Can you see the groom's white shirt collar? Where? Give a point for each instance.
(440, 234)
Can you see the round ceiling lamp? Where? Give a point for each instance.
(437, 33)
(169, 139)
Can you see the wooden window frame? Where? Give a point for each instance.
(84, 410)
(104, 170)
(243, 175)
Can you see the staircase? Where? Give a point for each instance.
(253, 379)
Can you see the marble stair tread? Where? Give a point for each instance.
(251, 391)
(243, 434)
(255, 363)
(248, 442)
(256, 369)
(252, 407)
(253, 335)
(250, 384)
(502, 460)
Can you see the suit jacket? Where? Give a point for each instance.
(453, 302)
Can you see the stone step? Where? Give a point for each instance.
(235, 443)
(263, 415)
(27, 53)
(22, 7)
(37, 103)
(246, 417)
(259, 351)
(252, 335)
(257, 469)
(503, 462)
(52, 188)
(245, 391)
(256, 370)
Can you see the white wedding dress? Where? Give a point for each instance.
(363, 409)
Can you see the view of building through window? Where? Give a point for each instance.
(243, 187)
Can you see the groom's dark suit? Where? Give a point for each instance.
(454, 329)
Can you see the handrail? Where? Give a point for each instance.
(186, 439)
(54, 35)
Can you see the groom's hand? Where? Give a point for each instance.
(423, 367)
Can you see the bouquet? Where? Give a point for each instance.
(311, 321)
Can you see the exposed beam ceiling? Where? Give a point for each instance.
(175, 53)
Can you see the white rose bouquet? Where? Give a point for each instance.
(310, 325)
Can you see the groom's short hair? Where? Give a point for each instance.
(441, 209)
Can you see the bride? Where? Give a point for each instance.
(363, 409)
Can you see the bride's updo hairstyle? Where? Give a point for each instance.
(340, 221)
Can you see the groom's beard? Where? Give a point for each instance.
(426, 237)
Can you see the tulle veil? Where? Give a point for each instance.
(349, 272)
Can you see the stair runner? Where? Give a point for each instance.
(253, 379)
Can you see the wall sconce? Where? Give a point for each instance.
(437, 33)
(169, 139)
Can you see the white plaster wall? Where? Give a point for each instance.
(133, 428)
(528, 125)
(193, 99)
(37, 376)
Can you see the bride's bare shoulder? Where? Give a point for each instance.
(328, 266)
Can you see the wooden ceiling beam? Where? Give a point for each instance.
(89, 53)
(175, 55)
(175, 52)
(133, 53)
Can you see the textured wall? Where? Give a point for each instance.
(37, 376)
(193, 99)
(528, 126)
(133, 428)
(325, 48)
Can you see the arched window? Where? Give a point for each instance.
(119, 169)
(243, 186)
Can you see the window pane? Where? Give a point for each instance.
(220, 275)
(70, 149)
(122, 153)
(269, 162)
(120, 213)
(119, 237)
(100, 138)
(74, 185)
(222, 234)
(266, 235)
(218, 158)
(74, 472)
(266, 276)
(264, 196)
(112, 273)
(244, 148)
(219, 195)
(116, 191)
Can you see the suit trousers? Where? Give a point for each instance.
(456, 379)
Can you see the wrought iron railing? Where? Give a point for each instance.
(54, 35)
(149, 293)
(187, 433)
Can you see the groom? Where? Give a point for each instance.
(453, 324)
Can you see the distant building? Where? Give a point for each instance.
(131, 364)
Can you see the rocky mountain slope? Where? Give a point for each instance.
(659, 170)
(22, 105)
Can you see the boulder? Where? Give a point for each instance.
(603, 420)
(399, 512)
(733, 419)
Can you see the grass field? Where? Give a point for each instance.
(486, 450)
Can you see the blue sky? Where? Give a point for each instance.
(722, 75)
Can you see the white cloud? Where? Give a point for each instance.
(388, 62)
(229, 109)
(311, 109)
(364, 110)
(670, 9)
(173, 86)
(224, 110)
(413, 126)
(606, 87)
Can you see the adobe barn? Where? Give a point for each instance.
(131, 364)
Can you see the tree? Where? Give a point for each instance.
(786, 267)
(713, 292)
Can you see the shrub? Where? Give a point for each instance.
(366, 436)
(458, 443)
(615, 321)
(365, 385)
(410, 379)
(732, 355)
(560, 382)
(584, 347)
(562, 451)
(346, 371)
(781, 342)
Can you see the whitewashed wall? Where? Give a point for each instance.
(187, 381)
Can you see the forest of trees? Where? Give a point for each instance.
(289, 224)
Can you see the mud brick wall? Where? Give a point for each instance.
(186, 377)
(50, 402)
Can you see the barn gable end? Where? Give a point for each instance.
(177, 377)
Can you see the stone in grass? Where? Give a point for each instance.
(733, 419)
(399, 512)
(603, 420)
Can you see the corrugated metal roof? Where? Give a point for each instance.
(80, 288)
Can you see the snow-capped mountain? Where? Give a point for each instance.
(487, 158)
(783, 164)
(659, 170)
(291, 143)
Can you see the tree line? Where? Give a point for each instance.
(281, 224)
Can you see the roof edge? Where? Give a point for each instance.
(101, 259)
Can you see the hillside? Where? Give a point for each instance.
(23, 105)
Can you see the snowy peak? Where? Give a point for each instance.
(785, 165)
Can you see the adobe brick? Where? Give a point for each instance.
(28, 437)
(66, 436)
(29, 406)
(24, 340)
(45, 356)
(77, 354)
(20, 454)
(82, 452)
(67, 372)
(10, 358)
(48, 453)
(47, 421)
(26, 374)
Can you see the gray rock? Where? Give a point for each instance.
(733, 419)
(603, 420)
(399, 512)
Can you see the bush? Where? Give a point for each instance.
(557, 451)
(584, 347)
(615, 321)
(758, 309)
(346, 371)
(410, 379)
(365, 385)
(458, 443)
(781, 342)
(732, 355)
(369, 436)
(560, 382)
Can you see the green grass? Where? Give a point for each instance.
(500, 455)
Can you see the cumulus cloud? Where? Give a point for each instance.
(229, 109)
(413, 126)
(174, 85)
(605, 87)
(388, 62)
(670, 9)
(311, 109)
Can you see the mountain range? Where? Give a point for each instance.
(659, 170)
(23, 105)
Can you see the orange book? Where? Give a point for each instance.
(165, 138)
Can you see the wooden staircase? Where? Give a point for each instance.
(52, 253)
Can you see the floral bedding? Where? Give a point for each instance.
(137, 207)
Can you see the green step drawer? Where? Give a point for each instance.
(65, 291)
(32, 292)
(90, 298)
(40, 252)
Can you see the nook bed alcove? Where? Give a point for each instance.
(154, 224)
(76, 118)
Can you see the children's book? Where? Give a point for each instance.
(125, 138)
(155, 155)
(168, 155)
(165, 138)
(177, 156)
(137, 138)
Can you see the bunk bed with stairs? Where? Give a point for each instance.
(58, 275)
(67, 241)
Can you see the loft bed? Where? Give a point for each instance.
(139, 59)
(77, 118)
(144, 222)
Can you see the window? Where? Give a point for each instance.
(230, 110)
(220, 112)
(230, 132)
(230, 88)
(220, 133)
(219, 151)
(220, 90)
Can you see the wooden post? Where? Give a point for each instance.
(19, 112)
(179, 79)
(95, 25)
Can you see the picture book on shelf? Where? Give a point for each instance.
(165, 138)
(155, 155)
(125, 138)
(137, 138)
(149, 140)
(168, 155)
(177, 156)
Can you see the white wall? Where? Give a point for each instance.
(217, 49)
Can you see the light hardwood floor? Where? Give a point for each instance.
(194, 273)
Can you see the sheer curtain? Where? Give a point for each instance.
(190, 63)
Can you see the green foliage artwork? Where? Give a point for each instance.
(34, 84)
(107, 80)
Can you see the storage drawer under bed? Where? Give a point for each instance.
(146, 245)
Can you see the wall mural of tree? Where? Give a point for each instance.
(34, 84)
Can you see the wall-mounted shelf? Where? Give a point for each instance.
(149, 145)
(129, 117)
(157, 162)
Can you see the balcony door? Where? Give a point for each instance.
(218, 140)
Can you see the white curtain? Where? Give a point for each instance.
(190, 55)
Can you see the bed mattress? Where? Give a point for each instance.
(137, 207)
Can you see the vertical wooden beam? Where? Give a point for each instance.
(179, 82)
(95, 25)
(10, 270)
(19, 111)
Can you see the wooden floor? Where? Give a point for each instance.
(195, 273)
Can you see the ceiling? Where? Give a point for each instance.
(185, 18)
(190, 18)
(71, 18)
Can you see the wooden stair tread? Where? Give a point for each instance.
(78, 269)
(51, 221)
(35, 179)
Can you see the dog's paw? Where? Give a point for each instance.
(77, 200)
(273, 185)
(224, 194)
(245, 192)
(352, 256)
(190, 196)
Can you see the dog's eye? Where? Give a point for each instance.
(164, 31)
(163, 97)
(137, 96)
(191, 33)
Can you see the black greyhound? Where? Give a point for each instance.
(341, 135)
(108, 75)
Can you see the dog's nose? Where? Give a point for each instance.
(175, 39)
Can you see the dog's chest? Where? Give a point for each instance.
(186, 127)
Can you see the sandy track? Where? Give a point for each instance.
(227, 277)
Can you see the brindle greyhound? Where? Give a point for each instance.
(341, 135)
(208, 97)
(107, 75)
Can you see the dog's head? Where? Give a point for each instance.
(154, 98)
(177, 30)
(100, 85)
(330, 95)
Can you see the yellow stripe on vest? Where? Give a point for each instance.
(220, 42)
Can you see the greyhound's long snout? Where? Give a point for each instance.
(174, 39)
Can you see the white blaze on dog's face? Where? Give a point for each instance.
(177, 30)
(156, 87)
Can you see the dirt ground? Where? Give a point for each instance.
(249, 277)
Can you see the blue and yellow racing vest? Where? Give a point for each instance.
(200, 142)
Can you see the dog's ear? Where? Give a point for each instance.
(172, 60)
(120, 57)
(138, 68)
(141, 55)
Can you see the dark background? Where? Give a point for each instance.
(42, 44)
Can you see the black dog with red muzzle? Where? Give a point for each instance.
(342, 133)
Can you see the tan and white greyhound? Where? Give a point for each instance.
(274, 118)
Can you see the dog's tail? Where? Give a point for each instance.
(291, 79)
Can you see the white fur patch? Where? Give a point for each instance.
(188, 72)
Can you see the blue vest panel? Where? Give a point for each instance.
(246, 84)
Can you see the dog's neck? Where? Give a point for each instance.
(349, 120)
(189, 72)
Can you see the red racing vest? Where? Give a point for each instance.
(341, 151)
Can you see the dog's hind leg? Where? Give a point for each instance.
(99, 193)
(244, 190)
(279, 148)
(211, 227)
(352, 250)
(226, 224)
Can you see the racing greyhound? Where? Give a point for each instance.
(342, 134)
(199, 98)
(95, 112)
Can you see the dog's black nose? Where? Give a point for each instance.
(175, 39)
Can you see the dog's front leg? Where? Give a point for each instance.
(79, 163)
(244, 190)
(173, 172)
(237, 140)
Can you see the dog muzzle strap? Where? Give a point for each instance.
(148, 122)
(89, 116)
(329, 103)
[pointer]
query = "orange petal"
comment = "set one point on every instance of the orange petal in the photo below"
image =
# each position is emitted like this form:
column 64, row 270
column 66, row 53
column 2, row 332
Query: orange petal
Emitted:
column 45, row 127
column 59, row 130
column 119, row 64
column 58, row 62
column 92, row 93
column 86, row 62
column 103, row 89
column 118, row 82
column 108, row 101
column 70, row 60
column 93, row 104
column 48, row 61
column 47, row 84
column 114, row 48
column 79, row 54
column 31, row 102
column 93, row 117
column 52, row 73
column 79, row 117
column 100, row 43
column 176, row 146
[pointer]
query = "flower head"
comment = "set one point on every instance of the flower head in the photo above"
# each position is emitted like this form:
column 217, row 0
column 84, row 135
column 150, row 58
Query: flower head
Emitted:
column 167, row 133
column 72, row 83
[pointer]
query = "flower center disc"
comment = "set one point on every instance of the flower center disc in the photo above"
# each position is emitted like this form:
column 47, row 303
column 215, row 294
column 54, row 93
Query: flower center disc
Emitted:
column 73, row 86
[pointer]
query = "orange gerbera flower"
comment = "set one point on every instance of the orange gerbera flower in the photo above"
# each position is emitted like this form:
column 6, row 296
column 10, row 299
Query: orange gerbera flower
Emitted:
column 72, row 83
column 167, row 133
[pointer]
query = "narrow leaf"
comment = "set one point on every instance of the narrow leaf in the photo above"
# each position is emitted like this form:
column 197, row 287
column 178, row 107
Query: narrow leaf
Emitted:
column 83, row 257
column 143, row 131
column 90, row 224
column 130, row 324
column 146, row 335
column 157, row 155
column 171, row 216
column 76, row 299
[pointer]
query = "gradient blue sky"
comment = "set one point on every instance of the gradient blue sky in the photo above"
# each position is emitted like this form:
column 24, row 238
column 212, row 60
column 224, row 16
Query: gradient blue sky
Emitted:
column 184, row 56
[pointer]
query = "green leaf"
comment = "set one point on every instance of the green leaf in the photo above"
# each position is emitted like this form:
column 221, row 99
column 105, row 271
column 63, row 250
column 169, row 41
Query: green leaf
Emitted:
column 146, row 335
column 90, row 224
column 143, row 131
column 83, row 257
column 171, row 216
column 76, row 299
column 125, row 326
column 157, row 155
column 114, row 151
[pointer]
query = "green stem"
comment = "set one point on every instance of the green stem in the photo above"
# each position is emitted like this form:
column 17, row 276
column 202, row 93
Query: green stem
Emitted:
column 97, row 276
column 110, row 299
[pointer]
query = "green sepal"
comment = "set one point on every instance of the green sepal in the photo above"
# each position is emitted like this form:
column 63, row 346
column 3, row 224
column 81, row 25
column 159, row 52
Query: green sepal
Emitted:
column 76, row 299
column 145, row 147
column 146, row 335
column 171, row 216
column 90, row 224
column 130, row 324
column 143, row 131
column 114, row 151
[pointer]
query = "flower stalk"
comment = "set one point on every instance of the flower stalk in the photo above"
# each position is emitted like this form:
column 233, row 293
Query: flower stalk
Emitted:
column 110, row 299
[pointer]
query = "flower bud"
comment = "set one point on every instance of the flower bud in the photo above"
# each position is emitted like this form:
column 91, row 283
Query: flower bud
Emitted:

§ Exercise brief: Report every line of the preceding listing where the string "sepal" occurs.

§ Answer area:
query = "green sepal"
comment = "set one point on every instance of the green sepal in the photo above"
Query: green sepal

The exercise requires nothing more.